**AIM 1**
Answer these from the article below on UK smart city technologies:
(a) Which region is trialing 5G on the widest scale in the UK?
(b) What are the 5G sensors in the Manchester trial used for?
(c) In which two places are connected cities making entire locations more efficient?
**AIM 2**
Continue the article below on UK smart city technologies, starting after its final paragraph.

**SUPPLIED TEXT**
- - -
UK councils to secure innovative future with smart city technologies

The UK's digital minister outlined local council initiatives that take advantage of technologies often associated with smart cities.
24 June 2021

A Smart City project model is displayed at the Mobile World Congress (MWC) in 2019. (Photo by Pau Barrena / AFP)

When it comes to figuring out where our cities progress from here, inevitably innovation featuring so-called smart city technologies will be top of mind. And with more pressing ‘crisis’ concerns receding recently, it looks like the UK’s many urban development projects can finally resume their improvement trajectories.

The phrase ‘smart cities’ might conjure images of driverless vehicles rolling our streets, or robotic-powered restaurants – or even more sinister visions of surveillance culture, or overzealous access to citizen data. And while these kinds of visions may one day become a reality of sorts, the fundamental concept of a smart city comprises the use of new technologies and data to improve economic, social, and environmental challenges.

A recent article by the UK digital minister, the parliamentary undersecretary of state at the Department for Digital, Culture, Media and Sport, as well as minister for digital and broadband, Matt Warman, outlined some of the local council initiatives taking place around the country that take advantage of technologies often associated with smart city development.

Leveraging ultrafast 5G network connections, for example. Warman detailed how the West Midlands is trialing 5G on the widest scale in the UK, including the country’s inaugural smart tram system, whereby 5G assists in ensuring safer trips by transmitting analytics data and CCTV footage direct to a control center, in real-time.

5G powering safety management systems is not restricted to the West Midlands. “In Manchester, one of our trials is using 5G sensors for AI-controlled traffic junctions, which test how to prioritize different modes of transport to reduce journey times, cut pollution, and protect cyclists and pedestrians,” wrote Warman in Computer Weekly.

Like the 5G sensors in such intelligent traffic management systems, “connected cities” enabled by internet of things (IoT) devices and sensors are cropping in different UK councils, where integrated infrastructure and devices within the communities are making entire locations in Sunderland and Newcastle more efficient, and also more sustainably-focused.
- - -
**INFORMATION SUPPLIED**

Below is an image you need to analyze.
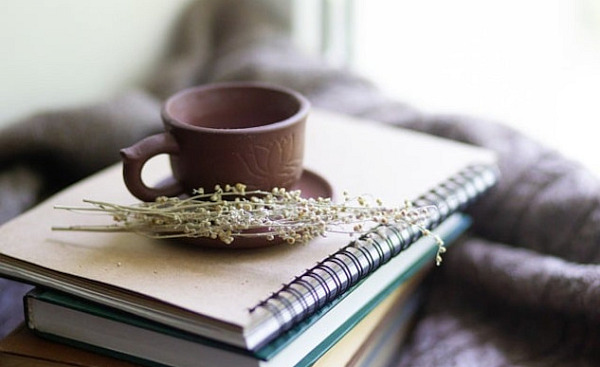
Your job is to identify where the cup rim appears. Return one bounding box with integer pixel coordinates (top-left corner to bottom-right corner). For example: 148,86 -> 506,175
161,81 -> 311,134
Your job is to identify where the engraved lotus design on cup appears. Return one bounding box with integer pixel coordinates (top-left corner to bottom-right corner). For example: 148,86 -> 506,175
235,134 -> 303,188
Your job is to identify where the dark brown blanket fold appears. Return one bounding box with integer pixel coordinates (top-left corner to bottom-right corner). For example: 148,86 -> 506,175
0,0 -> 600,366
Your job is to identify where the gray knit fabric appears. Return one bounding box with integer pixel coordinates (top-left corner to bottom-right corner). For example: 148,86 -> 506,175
- - -
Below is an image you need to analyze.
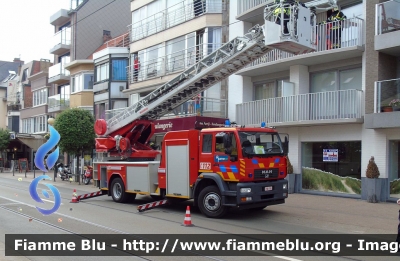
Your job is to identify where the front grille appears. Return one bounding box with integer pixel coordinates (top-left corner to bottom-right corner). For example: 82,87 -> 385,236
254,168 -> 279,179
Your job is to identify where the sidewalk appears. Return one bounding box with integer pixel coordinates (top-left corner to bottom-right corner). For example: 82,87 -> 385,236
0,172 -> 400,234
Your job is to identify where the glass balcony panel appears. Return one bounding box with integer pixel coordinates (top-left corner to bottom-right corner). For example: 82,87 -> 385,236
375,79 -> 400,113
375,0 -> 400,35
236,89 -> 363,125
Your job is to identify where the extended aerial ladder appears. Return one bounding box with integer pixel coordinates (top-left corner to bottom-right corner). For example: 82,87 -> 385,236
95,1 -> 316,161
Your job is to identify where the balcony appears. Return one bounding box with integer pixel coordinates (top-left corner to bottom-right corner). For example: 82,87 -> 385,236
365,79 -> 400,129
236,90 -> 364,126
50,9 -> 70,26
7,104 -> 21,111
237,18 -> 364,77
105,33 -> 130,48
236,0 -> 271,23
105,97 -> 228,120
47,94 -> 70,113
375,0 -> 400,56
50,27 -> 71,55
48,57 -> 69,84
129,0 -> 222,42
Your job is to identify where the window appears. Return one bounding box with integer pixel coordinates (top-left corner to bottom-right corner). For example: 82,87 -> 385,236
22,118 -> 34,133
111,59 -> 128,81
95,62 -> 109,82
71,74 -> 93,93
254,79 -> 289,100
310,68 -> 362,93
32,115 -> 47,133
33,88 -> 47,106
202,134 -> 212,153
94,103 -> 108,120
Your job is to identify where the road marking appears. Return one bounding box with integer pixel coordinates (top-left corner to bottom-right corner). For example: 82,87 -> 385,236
- - -
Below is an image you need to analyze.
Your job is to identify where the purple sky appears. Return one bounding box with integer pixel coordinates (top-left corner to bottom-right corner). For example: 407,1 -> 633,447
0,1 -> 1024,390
- - -
**TASK ANSWER 1**
(a) The West Midlands.
(b) AI-controlled traffic junctions.
(c) Sunderland and Newcastle.

**TASK ANSWER 2**
The digital minister emphasized that leveraging technologies like 5G and IoT is not all that makes a smart city ‘smart’. “Part of the work we are doing is making sure we understand the extent to which these technologies are being used and how they and the data they generate is managed. This will allow us to seize all the potential opportunities but also to put checks and balances in place to mitigate any potential risks,” Warman said.

As with all things becoming more connected and reliant on technology, however, cities getting ‘smarter’ means they are becoming necessarily laden with more technological infrastructure and data — and that means they will become increasingly vulnerable to new threats.

In 2019, a speight of ransomware attacks against cities, towns, and government organizations were recorded in the US. Augusta, Maine saw a cyberattack freeze its network and force its city center to close, hackers stole roughly US$498,000 from the city of Tallahassee, Florida, and a ransomware attack shut down Louisiana state websites and other online government services.

Minister Warman noted that for all the “major advantages” of these connected cities, they will also present attractive targets for malicious actors “looking to exploit or disrupt the critical functions they carry out and break into their treasure troves of data.”

“Only by collaborating with those at the vanguard of their fields, as well as councils at the coalface deploying these technologies, can we have confidence in harnessing the potential of this infrastructure in a secure and sustainable way,” he continued.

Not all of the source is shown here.